* _Given exercise_:
Rewrite the listing with every "Coords" changed to "Points" and nothing else altered, leaving the pictures out.

* _Records to process_:
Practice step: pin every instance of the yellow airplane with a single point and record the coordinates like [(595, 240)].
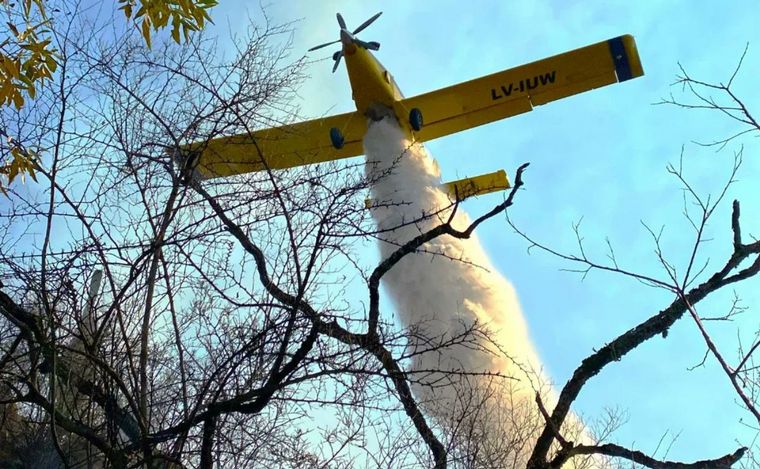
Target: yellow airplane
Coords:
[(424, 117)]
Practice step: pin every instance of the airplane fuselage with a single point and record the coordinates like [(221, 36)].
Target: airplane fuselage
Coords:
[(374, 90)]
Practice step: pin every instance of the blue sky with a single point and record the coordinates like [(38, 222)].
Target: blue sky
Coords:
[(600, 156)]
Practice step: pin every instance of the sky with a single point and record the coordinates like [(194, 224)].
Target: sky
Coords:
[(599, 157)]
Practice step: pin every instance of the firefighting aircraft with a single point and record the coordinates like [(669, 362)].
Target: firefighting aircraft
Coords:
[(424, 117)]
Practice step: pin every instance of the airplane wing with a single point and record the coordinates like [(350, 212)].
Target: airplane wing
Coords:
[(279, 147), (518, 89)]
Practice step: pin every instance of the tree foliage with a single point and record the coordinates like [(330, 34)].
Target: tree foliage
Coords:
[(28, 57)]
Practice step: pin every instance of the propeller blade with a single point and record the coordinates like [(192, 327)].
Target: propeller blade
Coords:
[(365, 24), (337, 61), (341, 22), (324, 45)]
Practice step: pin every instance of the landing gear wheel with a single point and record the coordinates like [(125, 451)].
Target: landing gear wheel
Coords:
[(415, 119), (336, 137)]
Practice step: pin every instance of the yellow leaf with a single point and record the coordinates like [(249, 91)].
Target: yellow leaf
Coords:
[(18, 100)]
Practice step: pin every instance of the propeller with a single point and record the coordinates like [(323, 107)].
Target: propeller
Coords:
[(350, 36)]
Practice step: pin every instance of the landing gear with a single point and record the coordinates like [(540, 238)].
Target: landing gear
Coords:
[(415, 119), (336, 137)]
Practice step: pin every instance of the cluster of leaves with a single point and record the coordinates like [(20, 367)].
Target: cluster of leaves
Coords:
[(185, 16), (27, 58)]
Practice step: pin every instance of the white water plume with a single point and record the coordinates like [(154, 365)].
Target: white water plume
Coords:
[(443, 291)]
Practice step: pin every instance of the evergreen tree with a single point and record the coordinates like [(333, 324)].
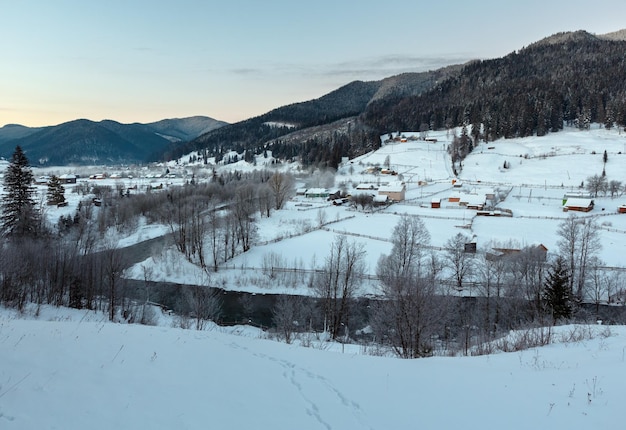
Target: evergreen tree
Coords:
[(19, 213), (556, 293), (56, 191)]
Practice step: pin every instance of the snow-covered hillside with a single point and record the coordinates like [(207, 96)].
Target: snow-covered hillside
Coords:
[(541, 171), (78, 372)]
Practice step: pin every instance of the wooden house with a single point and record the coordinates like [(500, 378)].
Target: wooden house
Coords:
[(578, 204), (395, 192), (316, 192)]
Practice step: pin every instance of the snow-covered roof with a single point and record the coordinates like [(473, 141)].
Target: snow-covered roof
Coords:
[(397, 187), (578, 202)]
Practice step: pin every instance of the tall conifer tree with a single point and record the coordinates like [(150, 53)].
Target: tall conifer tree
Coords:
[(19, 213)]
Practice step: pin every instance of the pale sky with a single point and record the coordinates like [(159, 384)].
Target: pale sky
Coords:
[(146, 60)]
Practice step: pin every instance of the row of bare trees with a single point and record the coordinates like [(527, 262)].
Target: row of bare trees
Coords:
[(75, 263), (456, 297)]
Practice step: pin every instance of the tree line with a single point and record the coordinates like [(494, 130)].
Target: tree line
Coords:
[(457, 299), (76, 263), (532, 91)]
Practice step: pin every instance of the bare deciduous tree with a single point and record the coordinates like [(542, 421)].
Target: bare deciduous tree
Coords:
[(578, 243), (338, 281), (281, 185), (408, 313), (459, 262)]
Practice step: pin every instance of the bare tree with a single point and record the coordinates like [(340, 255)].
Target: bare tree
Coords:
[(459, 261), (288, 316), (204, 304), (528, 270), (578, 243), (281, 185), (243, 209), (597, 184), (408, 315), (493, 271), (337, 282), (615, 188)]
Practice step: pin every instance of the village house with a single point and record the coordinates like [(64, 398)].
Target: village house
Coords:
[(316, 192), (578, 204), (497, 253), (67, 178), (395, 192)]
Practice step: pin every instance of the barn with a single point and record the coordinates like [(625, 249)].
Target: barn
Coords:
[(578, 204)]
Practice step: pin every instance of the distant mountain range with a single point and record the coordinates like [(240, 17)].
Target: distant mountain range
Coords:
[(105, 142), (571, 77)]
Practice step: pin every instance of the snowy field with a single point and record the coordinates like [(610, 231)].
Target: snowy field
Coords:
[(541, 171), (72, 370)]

* _Exercise answer_:
Practice step: pin every instance of the yellow airplane with a single point and record the coordinates like [(595, 240)].
Target: yellow airplane
Points:
[(424, 117)]
Practice step: pin every instance of the airplane fuselage with a single point and record the coordinates like [(221, 36)].
Target: airplane fuselage
Points:
[(374, 90)]
Practice step: pin every instance of the blue sky with a single point and record the coordinates like [(38, 222)].
Target: blue sky
Points:
[(600, 156)]
Practice step: pin every instance of the sky with a single point and record the coordinates like [(194, 224)].
Target: sky
Points:
[(599, 157)]
Practice step: pin every instance of the firefighting aircraft with a single point and record the coordinates like [(669, 362)].
Target: firefighting aircraft
Points:
[(424, 117)]
Practice step: pin every instance of the airplane wing with a single point and record the coordinates like [(350, 212)].
Target: airplane wing
Points:
[(279, 147), (518, 89)]
Practice step: pin every instance of the tree foliage with a single point and record the coordinates like [(330, 34)].
Target: tree foliage
Points:
[(28, 57)]
Practice step: pin every instance of the propeller blade with a single point and record the coordinates like [(192, 327)].
Target: propeller blade
Points:
[(365, 24), (337, 61), (341, 22), (324, 45)]
Practice step: pin every instance of the landing gear wheel with a single point and record the coordinates like [(125, 451)].
Target: landing gear wheel
Points:
[(415, 119), (336, 137)]
Practice step: pin every instance of the yellow leaf with a single point and record the coordinates like [(249, 91)].
Target: yellow leaf
Points:
[(18, 100)]
Practice step: pin every instance of the propeller with a single point and record the coordinates like [(323, 107)].
Target: propeller
Points:
[(350, 36)]
Practice step: pin every instance of the landing gear with a single point and record the coordinates like [(540, 238)].
Target: landing gear
Points:
[(415, 119), (336, 137)]
Practice step: pin every instance of the cluster of leaves with a single point and record the coordinates like [(20, 367)].
Target: cluster of leaves
Points:
[(185, 16), (27, 58)]
Practice step: pin every instance of the white water plume with a single point and record the coordinates like [(154, 365)].
Target: white water plume
Points:
[(443, 291)]
Practice step: pin every instance of the evergreen tree with a single point and record the coordinates like [(333, 324)].
Target: evergreen tree
Points:
[(19, 213), (556, 293), (56, 191)]
Practice step: pin every instance of the snow-covered hillside with a single point and record the coordinates like [(207, 96)].
Target: snow-covered hillside
Points:
[(541, 171), (78, 372)]
Practice step: pin every instance of the wooden house with a single point and record the coordinates like [(500, 378)].
Target: wooden house
Points:
[(578, 204), (395, 192), (316, 192)]
Practice step: pin every instance of the snow-covered roof with a single point and record the coordinates like [(473, 141)].
Target: snow-covered roof
Points:
[(397, 187), (578, 202)]
Practice step: pin every instance of the tall conifer tree with a single point and record the coordinates like [(150, 53)].
Target: tall conifer tree
Points:
[(19, 213)]
Practice step: pin every instance of the pale sky with a single point and record the coordinates like [(159, 384)].
Target: pale sky
Points:
[(146, 60)]
Practice step: pin every instance of the row of bare trees with a single point and record the coordinates like [(527, 262)].
Target: row of bare trees
Points:
[(75, 263), (456, 297)]
Practice step: pin every instance of the tree line with a single point and record the coordinates like [(494, 130)].
Target: tree line
Points:
[(457, 299), (76, 263), (532, 91)]
Practice step: pin every instance of the bare deciduous tree with a single point and record the coordinates like [(542, 421)].
Target: bare deciduous tree
Points:
[(578, 243), (338, 281), (281, 185), (408, 313), (459, 262)]
Practice step: pin every instance of the bare tree with a single point and record the coordinates like [(340, 255)].
Target: bare tree
Points:
[(459, 261), (288, 316), (204, 304), (528, 270), (578, 243), (281, 185), (243, 209), (597, 184), (408, 315), (493, 271), (337, 282), (615, 188)]
Practice step: pin every instance of the village house with a single point and record the coordinates like [(64, 398)].
Target: village house
Points:
[(316, 192), (578, 204), (497, 253), (67, 178), (395, 192)]
Practice step: pin every instance of the barn with a single point and record the coordinates like [(625, 249)].
Target: barn
Points:
[(578, 204)]
Practice step: pin every instance of the distant mountain range with a single point and record the coordinates like [(240, 17)].
Target: distant mountain range
Points:
[(105, 142), (571, 77)]
Practice step: pin every instance of the snowy field with a single point and record the coordinates like [(610, 231)].
Target: snowy field
Points:
[(541, 171), (72, 370)]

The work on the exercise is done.